### [REQUEST]
Which lines in the records below contain the string "every" with the same capitalization? Pick out each one and copy it in full.

### [STORED RECORDS]
··········

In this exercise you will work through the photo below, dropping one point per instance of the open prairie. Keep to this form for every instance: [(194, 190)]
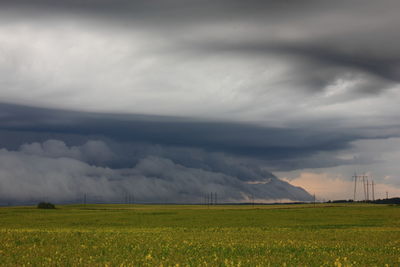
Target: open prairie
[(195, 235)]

··········

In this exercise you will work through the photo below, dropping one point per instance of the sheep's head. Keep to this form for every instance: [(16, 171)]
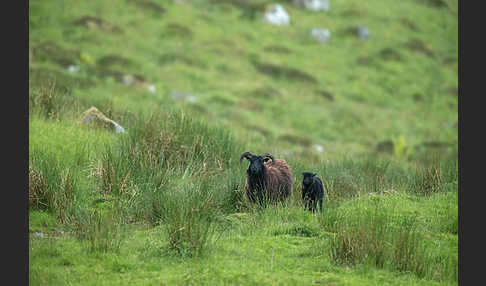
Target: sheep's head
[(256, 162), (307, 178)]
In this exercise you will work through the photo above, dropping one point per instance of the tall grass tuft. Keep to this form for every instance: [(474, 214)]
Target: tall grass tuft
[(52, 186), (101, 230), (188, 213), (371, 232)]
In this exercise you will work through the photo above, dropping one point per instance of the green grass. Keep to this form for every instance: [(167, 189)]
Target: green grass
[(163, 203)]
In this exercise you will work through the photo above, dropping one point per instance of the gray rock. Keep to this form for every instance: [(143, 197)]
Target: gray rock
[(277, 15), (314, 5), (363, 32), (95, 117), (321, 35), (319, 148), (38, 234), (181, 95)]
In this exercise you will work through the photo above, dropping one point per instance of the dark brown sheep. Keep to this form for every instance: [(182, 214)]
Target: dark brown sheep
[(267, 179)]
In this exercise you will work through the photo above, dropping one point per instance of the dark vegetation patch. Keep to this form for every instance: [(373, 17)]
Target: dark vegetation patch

··········

### [ANSWER TO THE EXERCISE]
In this exercise you will work through the photo below, dropping one point per instance of the open prairie. Keep to this form for every instance: [(194, 190)]
In this exercise you will work through the photo below, dropping one point per instance of the sheep's head. Keep to this form for every instance: [(16, 171)]
In this exercise you will work through the photo above, dropping one point per instance of the tall grass tuft. Keep to this form for every instance: [(474, 214)]
In this exercise you will work through the photo above, dropping one point per instance of the green grass. Keep to this form for every instance: [(167, 189)]
In this exercise you will work through the photo above, dropping one point per instance of the gray rock. Keep to this form for every instance: [(143, 197)]
In this exercise you will work through the photo above, dropping one point per instance of the dark brown sheep. Keep to this form for every instance: [(182, 214)]
In this exercise you will work through the photo above, dropping one point per instance of the dark vegetation patch. Keep to this form for every instance: [(373, 17)]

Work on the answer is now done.